◆ **Source passage**

# Web Scraping and Application Program Interface (API): Part II

## Controlling the crawl-rate

Controlling the rate of crawling is beneficial for us, and for the website we are scraping. If 
we send tens of requests per second to the server, we are much likely to get 
our IP address banned. 

We’ll control the loop’s rate by using the sleep() function from Python’s 
[time](https://docs.python.org/3/library/time.html) module. sleep() will 
pause the execution of the loop for a specified amount of seconds.

To mimic human behavior, we’ll vary the amount of waiting time between requests 
by using the randint() function from the Python’s 
[random](https://docs.python.org/3/library/random.html) module. randint() randomly 
generates integers within a specified interval.

In [None]:
import time
import random

for i in range(0, 5):
    print('connected!')
    time.sleep(random.randint(1, 10))

In [None]:
### <font color=red> Question: Can we use other distributions for waiting times?</font> 

In [None]:
import time
import random

for i in range(0, 5):
    print('connected!')
    time.sleep(abs(random.gauss(1, 10)))

◆ **To-do list**
- A) Reproduce the records verbatim, starting at the beginning of the records and ending at the line that contains "[[[285,164],[244,164],[244,173],[285,173]]]", with both ends included. Omit the pictures from your copy.
- B) Pick up the web scraping passage on controlling the crawl rate from its last line and keep writing.

◆ **Boundary labeling records**
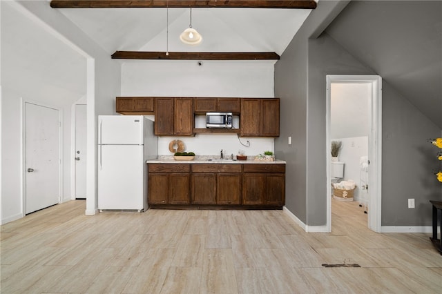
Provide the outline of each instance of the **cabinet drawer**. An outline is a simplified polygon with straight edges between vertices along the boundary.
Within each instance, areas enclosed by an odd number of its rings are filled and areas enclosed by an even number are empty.
[[[192,164],[192,173],[241,173],[241,164]]]
[[[149,173],[190,173],[190,164],[148,164]]]
[[[285,164],[244,164],[244,173],[285,173]]]

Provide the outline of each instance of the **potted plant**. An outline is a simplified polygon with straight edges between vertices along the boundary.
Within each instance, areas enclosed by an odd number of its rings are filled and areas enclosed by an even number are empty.
[[[275,156],[271,151],[264,151],[264,154],[258,154],[255,157],[255,160],[266,161],[274,161]]]
[[[343,146],[343,142],[340,141],[332,141],[332,148],[330,152],[332,153],[332,161],[338,161],[339,151]]]

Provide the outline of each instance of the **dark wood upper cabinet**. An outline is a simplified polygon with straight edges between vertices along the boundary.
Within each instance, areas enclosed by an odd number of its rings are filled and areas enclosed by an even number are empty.
[[[261,121],[260,99],[242,99],[240,115],[240,135],[259,136]]]
[[[155,135],[173,135],[174,101],[166,97],[155,99]]]
[[[193,98],[193,112],[204,115],[216,111],[216,98]]]
[[[155,99],[155,135],[193,135],[193,98],[157,97]]]
[[[232,112],[239,115],[240,111],[240,98],[198,97],[193,99],[193,112],[196,115],[206,112]]]
[[[193,99],[176,98],[174,104],[173,135],[193,135]]]
[[[239,115],[241,111],[241,103],[240,98],[218,98],[218,111],[232,112],[233,115]]]
[[[279,98],[261,99],[260,135],[279,137]]]
[[[239,133],[242,137],[279,137],[279,98],[119,97],[116,111],[123,115],[155,115],[155,134],[192,136],[195,133]],[[194,129],[195,115],[232,112],[239,129]]]
[[[117,97],[115,111],[122,115],[153,115],[154,97]]]
[[[242,98],[240,135],[279,137],[279,98]]]

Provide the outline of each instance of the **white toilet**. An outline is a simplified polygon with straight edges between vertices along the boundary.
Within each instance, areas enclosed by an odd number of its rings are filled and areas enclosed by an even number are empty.
[[[343,161],[332,161],[330,177],[332,177],[332,183],[337,183],[344,177],[344,163]]]

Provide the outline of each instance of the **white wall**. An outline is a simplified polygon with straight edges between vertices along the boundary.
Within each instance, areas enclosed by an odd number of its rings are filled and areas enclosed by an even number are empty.
[[[368,155],[371,87],[368,83],[333,83],[331,88],[330,138],[343,143],[339,154],[339,161],[345,163],[343,179],[355,182],[358,201],[361,193],[359,161]]]
[[[51,8],[46,1],[0,1],[0,6],[1,72],[3,73],[0,82],[2,90],[0,221],[3,224],[24,215],[20,141],[21,97],[61,110],[64,121],[61,197],[62,200],[66,200],[70,199],[72,184],[70,109],[75,101],[86,95],[88,87],[90,90],[86,96],[91,98],[88,99],[88,103],[92,103],[88,105],[88,112],[90,110],[92,117],[88,133],[94,139],[88,142],[93,146],[93,152],[88,154],[88,160],[90,160],[92,164],[88,166],[90,172],[88,173],[88,186],[90,188],[87,195],[86,211],[93,214],[96,209],[97,199],[95,163],[97,113],[113,113],[113,101],[115,97],[119,95],[121,84],[119,64],[110,59],[108,54],[59,10]],[[17,15],[10,17],[10,14],[5,14],[6,12]],[[36,52],[37,56],[33,55]],[[90,77],[92,83],[86,86],[87,59],[93,61],[95,68]],[[69,63],[73,61],[74,62]],[[75,64],[77,67],[74,66]],[[73,75],[70,77],[78,79],[66,78],[68,75]]]
[[[368,136],[351,138],[334,138],[333,141],[340,141],[343,147],[339,154],[339,161],[344,162],[344,178],[343,180],[353,180],[356,184],[354,200],[359,201],[361,190],[361,157],[368,155]],[[368,200],[368,199],[367,199]],[[363,199],[361,199],[361,202]],[[368,203],[367,203],[368,204]]]
[[[198,61],[125,62],[122,66],[122,95],[273,97],[273,65],[272,61],[202,61],[202,66]],[[198,124],[197,117],[195,126]],[[177,139],[184,142],[186,151],[197,155],[218,155],[221,149],[225,155],[236,155],[238,150],[247,155],[274,151],[273,138],[240,138],[244,144],[249,141],[248,148],[241,145],[236,135],[200,134],[160,137],[159,155],[171,155],[169,144]]]
[[[371,84],[333,83],[331,94],[330,137],[367,135]]]

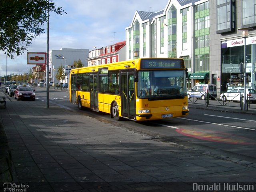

◆ **Responses by task**
- A)
Provide the outline of each instance of the **cabinet drawer**. An outline is a simplified polygon with straight edges between vertices along the boundary.
Within each instance, areas enclosed by an odd number of its rings are filled and areas enclosed by an even number are empty.
[[[192,164],[192,173],[241,173],[241,164]]]
[[[149,173],[190,173],[190,164],[148,164]]]
[[[285,164],[244,164],[244,173],[285,173]]]

- B)
### <font color=red> Question: What is the difference between from time import sleep and import time? </font> 

In [None]:
from time import sleep
from random import randint

for i in range(0, 5):
    print('connected!')
    sleep(randint(1, 10))

In [None]:
from time import sleep
from random import gauss

for i in range(0, 5):
    print('connected!')
    sleep(abs(gauss(1, 5)))   

## Monitoring the loop as it’s still going

It would be nice if we could find a way to monitor the scraping process 
as it’s still going. This feature is definitely optional, but it can be 
very helpful in the testing and debugging process. Also, the greater 
the number of pages, the more helpful the monitoring becomes. If you are 
going to scrape hundreds or thousands of web pages in a single code run, 
I would say that this feature becomes a must.

For our script, we’ll make use of this feature, and monitor the following 
parameters:

-  The frequency (speed) of requests, so we make sure our program is 
   not overloading the server.

-  The number of requests, so we can halt the loop in case the number of 
   expected requests is exceeded.

-  The status code of our requests, so we make sure the server is sending 
   back the proper responses.

To get a frequency value we’ll divide the number of requests by the time 
elapsed since the first request. This is similar to computing the speed 
of a car – we divide the distance by the time taken to cover that distance. 
Let’s experiment with this monitoring technique at a small scale first. In 
the following code cell we will:

-- Set a starting time using the time() function from the time module, 
   and assign the value to start_time.
    
-- Assign 0 to the variable requests which we’ll use to count the 
   number of requests.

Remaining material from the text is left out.